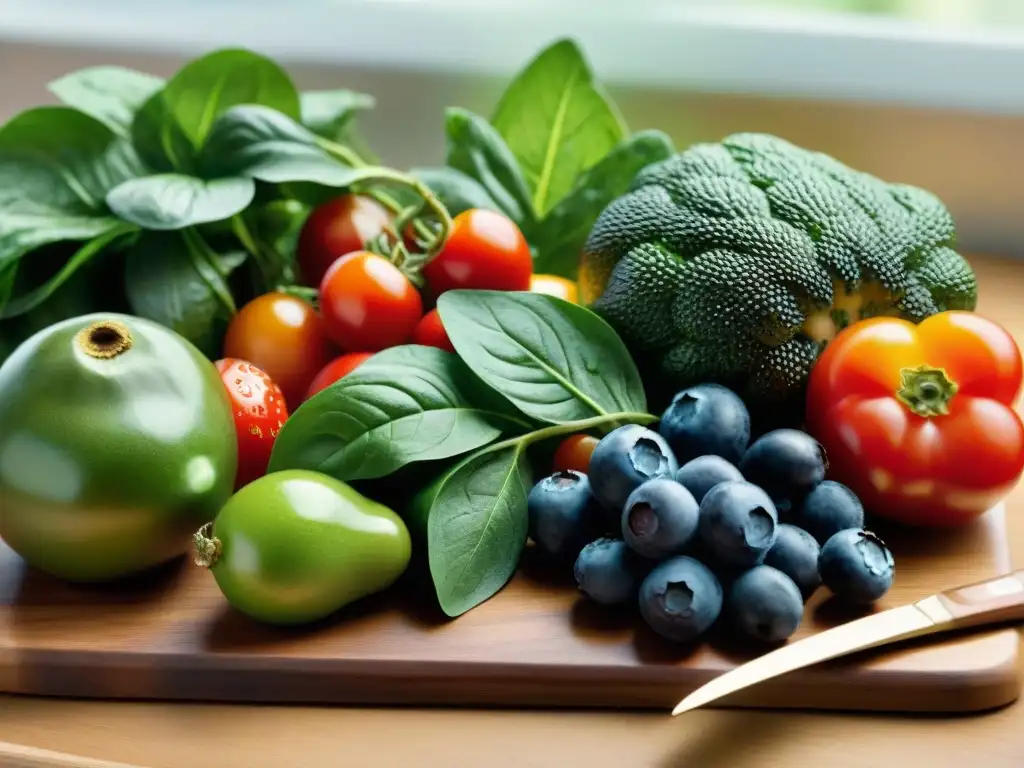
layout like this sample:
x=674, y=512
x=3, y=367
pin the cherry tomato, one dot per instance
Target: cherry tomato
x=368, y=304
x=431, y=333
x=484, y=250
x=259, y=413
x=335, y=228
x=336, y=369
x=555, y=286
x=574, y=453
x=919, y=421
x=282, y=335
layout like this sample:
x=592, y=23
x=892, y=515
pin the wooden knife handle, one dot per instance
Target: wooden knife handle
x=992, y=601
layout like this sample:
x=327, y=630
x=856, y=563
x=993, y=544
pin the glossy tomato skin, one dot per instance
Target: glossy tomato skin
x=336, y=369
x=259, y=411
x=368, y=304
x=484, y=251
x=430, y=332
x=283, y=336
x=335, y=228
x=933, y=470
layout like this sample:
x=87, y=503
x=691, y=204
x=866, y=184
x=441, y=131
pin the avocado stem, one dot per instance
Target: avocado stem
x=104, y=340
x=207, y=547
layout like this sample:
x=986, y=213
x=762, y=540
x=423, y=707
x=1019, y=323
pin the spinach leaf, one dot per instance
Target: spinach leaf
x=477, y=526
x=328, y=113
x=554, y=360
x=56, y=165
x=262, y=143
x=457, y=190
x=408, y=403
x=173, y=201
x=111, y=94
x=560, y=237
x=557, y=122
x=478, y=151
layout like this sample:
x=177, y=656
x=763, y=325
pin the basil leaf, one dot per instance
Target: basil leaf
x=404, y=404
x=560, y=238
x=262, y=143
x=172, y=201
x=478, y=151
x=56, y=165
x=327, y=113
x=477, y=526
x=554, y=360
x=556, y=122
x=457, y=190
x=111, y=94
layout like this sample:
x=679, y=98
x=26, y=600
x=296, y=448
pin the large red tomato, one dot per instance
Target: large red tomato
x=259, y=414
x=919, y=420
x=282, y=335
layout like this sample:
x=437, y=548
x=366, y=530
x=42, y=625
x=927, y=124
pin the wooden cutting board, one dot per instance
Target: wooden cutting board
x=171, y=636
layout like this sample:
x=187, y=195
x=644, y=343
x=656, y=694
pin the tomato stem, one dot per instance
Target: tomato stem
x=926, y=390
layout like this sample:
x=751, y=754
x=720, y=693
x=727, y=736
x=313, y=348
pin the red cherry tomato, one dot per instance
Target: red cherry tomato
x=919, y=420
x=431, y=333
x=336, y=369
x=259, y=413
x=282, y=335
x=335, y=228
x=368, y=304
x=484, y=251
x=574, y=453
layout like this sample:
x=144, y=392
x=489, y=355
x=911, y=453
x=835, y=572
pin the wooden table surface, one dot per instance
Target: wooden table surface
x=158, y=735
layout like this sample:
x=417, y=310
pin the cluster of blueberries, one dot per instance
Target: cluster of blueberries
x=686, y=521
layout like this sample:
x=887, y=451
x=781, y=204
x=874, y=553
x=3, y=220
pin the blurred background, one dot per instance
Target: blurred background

────────────────────────────────────────

Direction:
Rewrite the records as a JSON list of strings, one per line, starting at the beginning of the records and going on through the line with "x=926, y=390". Skip blank lines and leave the pictures out.

Exercise solution:
[
  "layout like this sample:",
  "x=674, y=512",
  "x=3, y=367",
  "pin the cherry tomato, one dot per instance",
  "Target: cherry tomato",
  "x=368, y=304",
  "x=431, y=333",
  "x=484, y=250",
  "x=259, y=413",
  "x=335, y=228",
  "x=336, y=369",
  "x=555, y=286",
  "x=574, y=453",
  "x=919, y=421",
  "x=282, y=335",
  "layout like this sample:",
  "x=592, y=23",
  "x=892, y=515",
  "pin the wooden knife handle, one dot per instance",
  "Target: wooden knife handle",
  "x=992, y=601",
  "layout like this sample:",
  "x=327, y=630",
  "x=856, y=563",
  "x=993, y=544",
  "pin the glossy tomato skin, one dot per instance",
  "Target: glossy tomato skin",
  "x=336, y=369",
  "x=259, y=411",
  "x=368, y=304",
  "x=484, y=251",
  "x=430, y=332",
  "x=283, y=336",
  "x=335, y=228",
  "x=933, y=470",
  "layout like this sample:",
  "x=87, y=503",
  "x=691, y=204",
  "x=866, y=184",
  "x=441, y=131",
  "pin the avocado stem, one dot per instance",
  "Target: avocado stem",
  "x=104, y=340",
  "x=207, y=547",
  "layout like this sample:",
  "x=986, y=213",
  "x=762, y=540",
  "x=423, y=707",
  "x=1019, y=323",
  "pin the spinach leaf, one dot per instance",
  "Target: spinach leaf",
  "x=477, y=526",
  "x=328, y=113",
  "x=554, y=360",
  "x=56, y=165",
  "x=262, y=143",
  "x=457, y=190",
  "x=408, y=403",
  "x=173, y=201",
  "x=111, y=94",
  "x=560, y=237",
  "x=557, y=122",
  "x=478, y=151",
  "layout like this sample:",
  "x=177, y=656",
  "x=763, y=325",
  "pin the basil leaf, one dot per instance",
  "Target: basil leaf",
  "x=404, y=404",
  "x=560, y=238",
  "x=262, y=143",
  "x=172, y=201",
  "x=478, y=151",
  "x=56, y=165",
  "x=327, y=113",
  "x=477, y=526",
  "x=554, y=360",
  "x=556, y=122",
  "x=457, y=190",
  "x=111, y=94",
  "layout like this sample:",
  "x=679, y=98",
  "x=26, y=600",
  "x=296, y=448",
  "pin the large red tomato, one dot per instance",
  "Target: large red tomato",
  "x=259, y=414",
  "x=919, y=420",
  "x=282, y=335",
  "layout like this sample:",
  "x=437, y=548",
  "x=366, y=530",
  "x=42, y=625",
  "x=927, y=124",
  "pin the wooden cutting board, one dot per instance",
  "Target: wooden cutting board",
  "x=171, y=636",
  "layout like this sample:",
  "x=187, y=195",
  "x=644, y=343",
  "x=656, y=694",
  "pin the tomato stem, one dot per instance",
  "Target: tomato stem",
  "x=926, y=390"
]